• _Source document_
By Brianne Simone II Contributing Writer

Have you ever wanted to see Cinderella in space? How about Channing Tatum with pointy prosthetic ears? Even if you’ve never wanted to see either of those things, this movie is still worth giving a chance. Coming from the Wachowski siblings is a film about Jupiter Jones. She wakes up at 4:45 am every morning so she can clean toilets and moan about how much she hates her dull, dreary life. Lucky for her, she’s actually very special. Unlucky for her, three royal siblings want her dead. And the only one who can save her is Channing Tatum.

Mila Kunis’s Jupiter is thrust into several beautiful dresses during the course of the film. Elaborate and gorgeous and fitting of royalty. However, each faction in the movie (there are four) gets their own wardrobe and each are fitting for the part each plays. For instance, the outfit the interplanetary police force and Cain, played by Channing Tatum, is sleek and functional. The royal siblings, on the other hand, all wear ornate and intricate pieces to symbolize their greed and their extravagance. Part of why Jupiter keeps changing out of the clothes the siblings put on her is because she is rejecting the arrogance and elitism they represent. This also means the three separate siblings weren’t necessary. Their message differs in small ways, but not enough to justify their presence. The movie starts to drag at around the ninety-minute mark, then finishes with a bang at a total of one hundred twenty minutes. Each sibling probably held the screen for around thirty minutes, so just dropping one would have improved the flow of the narrative greatly.

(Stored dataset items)
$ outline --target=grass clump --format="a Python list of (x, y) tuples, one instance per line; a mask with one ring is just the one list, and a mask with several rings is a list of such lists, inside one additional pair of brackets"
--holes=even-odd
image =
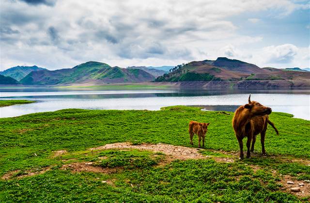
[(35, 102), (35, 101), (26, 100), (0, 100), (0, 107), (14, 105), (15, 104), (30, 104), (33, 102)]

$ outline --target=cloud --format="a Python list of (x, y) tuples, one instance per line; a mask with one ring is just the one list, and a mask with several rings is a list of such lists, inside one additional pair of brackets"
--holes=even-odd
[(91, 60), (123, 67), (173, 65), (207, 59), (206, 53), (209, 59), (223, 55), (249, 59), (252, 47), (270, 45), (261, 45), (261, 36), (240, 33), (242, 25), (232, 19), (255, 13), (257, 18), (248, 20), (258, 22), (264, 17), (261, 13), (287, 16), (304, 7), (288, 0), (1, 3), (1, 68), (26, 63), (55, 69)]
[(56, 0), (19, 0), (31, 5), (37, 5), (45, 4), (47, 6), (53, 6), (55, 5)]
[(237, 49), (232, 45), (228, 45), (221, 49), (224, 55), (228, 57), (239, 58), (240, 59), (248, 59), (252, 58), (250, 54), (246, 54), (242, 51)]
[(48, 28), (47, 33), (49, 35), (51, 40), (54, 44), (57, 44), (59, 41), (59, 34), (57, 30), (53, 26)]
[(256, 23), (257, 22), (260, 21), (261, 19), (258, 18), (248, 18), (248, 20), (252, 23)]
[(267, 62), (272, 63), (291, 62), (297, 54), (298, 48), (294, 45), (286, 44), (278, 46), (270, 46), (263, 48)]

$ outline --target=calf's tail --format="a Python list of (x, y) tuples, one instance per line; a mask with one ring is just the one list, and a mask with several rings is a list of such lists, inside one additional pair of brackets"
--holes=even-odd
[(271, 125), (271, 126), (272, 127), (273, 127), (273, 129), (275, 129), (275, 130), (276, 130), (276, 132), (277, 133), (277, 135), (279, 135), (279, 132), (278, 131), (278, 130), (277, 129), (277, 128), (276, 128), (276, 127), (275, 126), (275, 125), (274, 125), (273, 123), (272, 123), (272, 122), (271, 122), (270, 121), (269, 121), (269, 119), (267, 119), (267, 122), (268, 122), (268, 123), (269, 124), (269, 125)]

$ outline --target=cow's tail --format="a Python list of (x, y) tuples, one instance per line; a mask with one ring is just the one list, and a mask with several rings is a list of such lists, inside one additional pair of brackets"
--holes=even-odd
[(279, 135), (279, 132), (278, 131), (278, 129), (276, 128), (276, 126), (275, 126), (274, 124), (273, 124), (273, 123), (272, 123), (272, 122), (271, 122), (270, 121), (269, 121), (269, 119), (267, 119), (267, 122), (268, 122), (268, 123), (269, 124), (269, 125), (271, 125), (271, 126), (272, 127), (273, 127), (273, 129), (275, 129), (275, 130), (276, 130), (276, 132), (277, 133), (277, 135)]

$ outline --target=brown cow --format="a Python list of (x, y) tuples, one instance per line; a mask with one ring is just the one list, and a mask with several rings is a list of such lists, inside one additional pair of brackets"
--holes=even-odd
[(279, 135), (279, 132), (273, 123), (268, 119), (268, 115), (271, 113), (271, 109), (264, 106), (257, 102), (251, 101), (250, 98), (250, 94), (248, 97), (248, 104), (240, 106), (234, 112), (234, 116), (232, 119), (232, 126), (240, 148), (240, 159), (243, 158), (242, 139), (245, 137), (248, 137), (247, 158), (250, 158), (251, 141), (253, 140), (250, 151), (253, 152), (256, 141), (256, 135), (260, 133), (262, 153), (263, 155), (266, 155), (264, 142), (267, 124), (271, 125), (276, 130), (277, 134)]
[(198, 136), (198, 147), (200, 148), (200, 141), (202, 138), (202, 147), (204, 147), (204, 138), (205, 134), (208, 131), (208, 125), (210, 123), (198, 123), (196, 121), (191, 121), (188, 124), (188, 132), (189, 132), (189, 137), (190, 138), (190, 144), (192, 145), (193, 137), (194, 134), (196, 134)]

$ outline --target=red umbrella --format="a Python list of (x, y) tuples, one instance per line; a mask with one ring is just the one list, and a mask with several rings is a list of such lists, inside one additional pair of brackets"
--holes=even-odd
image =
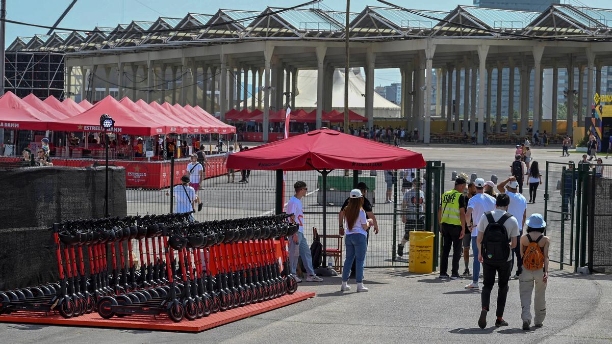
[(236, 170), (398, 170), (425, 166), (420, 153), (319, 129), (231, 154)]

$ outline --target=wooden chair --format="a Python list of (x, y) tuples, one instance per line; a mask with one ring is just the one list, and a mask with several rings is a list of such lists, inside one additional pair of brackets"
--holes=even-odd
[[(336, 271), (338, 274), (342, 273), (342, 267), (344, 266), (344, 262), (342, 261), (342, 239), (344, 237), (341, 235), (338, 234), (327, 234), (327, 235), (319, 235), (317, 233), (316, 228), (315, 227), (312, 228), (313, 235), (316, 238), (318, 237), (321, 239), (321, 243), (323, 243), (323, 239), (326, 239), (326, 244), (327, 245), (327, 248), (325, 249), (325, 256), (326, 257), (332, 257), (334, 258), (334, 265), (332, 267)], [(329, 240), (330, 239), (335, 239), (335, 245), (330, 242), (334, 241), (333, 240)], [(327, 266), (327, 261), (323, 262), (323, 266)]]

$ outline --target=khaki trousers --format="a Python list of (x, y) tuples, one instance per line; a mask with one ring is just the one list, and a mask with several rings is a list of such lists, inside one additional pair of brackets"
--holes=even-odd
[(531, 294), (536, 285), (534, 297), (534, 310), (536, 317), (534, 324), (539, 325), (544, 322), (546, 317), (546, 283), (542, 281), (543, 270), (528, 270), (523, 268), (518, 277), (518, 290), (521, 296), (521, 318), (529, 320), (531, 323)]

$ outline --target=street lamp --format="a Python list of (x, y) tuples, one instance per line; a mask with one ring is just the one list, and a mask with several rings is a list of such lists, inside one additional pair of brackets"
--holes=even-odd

• _What you will do_
#1 In the movie review, what time does Jupiter Jones wake up every morning?
#2 Please swap "toilets" for "floors" and write out everything from "Have you ever" down to "is Channing Tatum." in the movie review with that change.

• _Numbered answers_
#1 4:45 am

#2
Have you ever wanted to see Cinderella in space? How about Channing Tatum with pointy prosthetic ears? Even if you’ve never wanted to see either of those things, this movie is still worth giving a chance. Coming from the Wachowski siblings is a film about Jupiter Jones. She wakes up at 4:45 am every morning so she can clean floors and moan about how much she hates her dull, dreary life. Lucky for her, she’s actually very special. Unlucky for her, three royal siblings want her dead. And the only one who can save her is Channing Tatum.